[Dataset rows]
(begin)

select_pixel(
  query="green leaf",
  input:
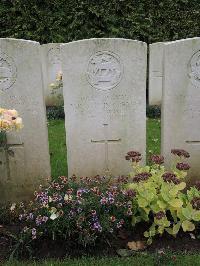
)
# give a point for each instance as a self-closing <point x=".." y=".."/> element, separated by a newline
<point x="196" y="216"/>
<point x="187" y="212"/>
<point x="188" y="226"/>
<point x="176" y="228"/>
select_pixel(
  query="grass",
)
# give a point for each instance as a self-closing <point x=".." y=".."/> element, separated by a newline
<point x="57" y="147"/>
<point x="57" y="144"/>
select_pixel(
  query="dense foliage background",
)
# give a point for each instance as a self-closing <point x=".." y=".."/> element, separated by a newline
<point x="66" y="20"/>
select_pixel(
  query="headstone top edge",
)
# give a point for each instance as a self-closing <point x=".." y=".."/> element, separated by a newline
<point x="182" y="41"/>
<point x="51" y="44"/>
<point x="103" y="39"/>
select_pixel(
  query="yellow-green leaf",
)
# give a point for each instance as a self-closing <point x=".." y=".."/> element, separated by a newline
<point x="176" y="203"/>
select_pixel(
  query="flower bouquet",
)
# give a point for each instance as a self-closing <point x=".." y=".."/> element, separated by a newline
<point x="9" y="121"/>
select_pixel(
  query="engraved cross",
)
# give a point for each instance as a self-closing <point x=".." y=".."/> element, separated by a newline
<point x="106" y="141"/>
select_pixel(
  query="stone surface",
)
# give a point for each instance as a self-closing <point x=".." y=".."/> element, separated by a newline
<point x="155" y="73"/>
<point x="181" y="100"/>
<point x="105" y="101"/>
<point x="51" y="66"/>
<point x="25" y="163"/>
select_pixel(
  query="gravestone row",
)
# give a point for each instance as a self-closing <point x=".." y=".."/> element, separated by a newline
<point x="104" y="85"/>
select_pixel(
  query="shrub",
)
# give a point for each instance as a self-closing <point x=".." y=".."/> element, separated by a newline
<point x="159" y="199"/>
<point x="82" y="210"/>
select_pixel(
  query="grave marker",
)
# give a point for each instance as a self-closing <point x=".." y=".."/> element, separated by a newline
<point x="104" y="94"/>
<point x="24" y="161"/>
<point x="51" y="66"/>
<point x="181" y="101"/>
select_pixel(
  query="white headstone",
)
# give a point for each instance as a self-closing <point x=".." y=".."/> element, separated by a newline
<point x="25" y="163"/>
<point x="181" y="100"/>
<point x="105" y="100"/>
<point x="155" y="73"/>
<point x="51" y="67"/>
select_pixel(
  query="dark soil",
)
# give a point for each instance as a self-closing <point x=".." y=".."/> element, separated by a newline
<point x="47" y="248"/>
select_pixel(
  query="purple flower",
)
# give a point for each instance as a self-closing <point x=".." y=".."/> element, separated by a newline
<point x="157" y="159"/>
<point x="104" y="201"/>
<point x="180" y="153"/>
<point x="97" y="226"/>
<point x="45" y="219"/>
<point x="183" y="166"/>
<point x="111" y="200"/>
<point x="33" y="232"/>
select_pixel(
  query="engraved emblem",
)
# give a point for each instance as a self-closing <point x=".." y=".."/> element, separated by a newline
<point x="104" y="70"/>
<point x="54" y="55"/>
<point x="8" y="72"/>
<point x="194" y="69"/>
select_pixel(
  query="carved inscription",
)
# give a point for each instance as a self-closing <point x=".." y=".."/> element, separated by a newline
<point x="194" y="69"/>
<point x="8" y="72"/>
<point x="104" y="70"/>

(end)

Work instructions
Find each line in the rows above that contains the word "engraved" and copy it out. Matching is case-sensitive.

Answer to this task
  query="engraved cross",
  query="engraved emblem",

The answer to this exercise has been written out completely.